President of the Legislative Assembly of El Salvador
- In office 1 May 1994 – 1 May 1997
- Preceded by: Luis Roberto Angulo Samayoa
- Succeeded by: Francisco Flores

Personal details
- Born: Mercedes Gloria Salguero Gross 24 September 1941 Santa Ana, El Salvador
- Died: 1 November 2015 (aged 74) Santa Ana, El Salvador
- Party: ARENA
- Occupation: Businesswoman Politician

= Gloria Salguero Gross =

Salvadoran politician and businesswoman (1941–2015)

Mercedes Gloria Salguero Gross (24 September 1941 – 1 November 2015) was a Salvadoran politician, businesswoman, and one of the founders of the Nationalist Republican Alliance (ARENA). She served as the President of the Legislative Assembly of El Salvador from 1994 to 1997.

==Biography==

===Personal life and family===
Salguero Gross was the daughter of Miguel Ángel Salguero and Victoria Carolina Gross de Salguero, landowners with investments in agriculture and livestock; the latter was of German Jewish ancestry and worked both as a landowner and a lawyer.

===Education===
She completed her primary and secondary school studies at the Colegio La Asunción in Santa Ana and San Salvador. She studied Economics at Central American University "José Simeón Cañas". In Europe, she studied world history, geography, literature, and art in Switzerland, France, and the United Kingdom. She spoke Spanish, English, German, and French.

===Political career===
Salguero Gross was the second female President of the Legislative Assembly, but was the first to serve a full term from 1994 to 1997, since María Julia Castillo Rodas, of the National Coalition Party, was the first woman to serve in this office in the history of the country between 1983 and 1985, but did not serve a full term. Later, Salguero Gross was named Presidential Commissioner for the Democratic Governance from 2004 to 2009.

She began her political career as a Deputy for the Legislative Assembly of El Salvador in 1982, where she was a constituent deputy from 1982 to 1983, serving in the Office of the Secretary of the Board of Directors when the Constituent Assembly wrote the Constitution of the Republic of El Salvador. In addition, she integrated the commission to draft the Constitution and was highlighted as one of the people to contribute many ideas at the time the articles of the Constitution were drafted. From 1988 to 1991 she served as the Secretary of the Board of Directors. She was the Secretary of the Legislative Assembly in the time from 1991 to 1994, and a member of the National Commission for the Consolidation of Peace from 1992 to 1994.

[Image-grounded pointing data]
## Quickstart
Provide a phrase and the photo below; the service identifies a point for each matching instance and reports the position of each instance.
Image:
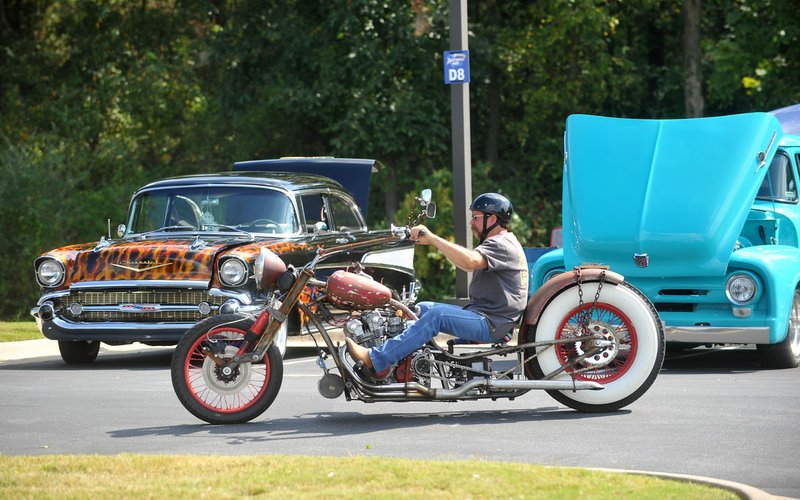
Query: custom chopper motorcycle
(588, 338)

Things to do:
1. List every language the Gloria Salguero Gross biography says she spoke.
2. Answer each question from the Gloria Salguero Gross biography, one per line:
(a) Which party did María Julia Castillo Rodas belong to?
(b) At which university did Salguero Gross study Economics?
(c) Who succeeded her as President of the Legislative Assembly?
3. Please extend the Gloria Salguero Gross biography, picking up right after its last sentence.
These entries have no connection to the biography of Gloria Salguero Gross.

Task responses:
1. Spanish, English, German, French

2.
(a) The National Coalition Party
(b) Central American University "José Simeón Cañas"
(c) Francisco Flores

3.
She served as President of the National Executive Council (COENA) from 1991 to 1995, was President of ARENA from 1995 to 1997, and subsequently became President of the Foundation for Democracy, Peace, Progress, and Liberty (FUNDEPAL) from 1997 to 2001,

In 2001, she resigned from ARENA, where she had been serving as a proprietary deputy, due to differences with the national executive advisor of the party. She went on to establish another party, the Republican People's Party (PPR). After an absence of nearly 3 years, she returned to ARENA to support the president of COENA, José Antonio Salaverria, along with the presidential candidate at that time, Elías Antonio Saca.

Salguero Gross also served as the Vice President of the Latin American Parliament (1994–1997), the Deputy of the Central American Parliament (2001–2006), and the Presidential Commissioner for Democratic Governance (2004–2009). Additionally, as Designee to the Presidency of the Republic, she became the Coordinator for the National Commission for Local Development (CONADEL) and Coordinator for the National Commission of Labor Development (CONAMOL). Further, she acted as Coordinator of the Permanent Round Table for Dialogue and Understanding during the presidential term of Elías Antonio Saca.

On 11 June 2010, Salguero Gross was officially recognized by the Legislative Assembly with a national honour when she was declared a "Hija Meritísima de El Salvador" ("Meritorious Daughter of El Salvador") in recognition of extensive political career, which spanned more than three decades.

==Death==
Salguero Gross died from cardiac arrest at a hospital in Santa Ana, El Salvador, on 1 November 2015, at the age of 74.
 Her funeral was held at Iglesia Santa Lucía, and she was buried in Santa Isabel cemetery.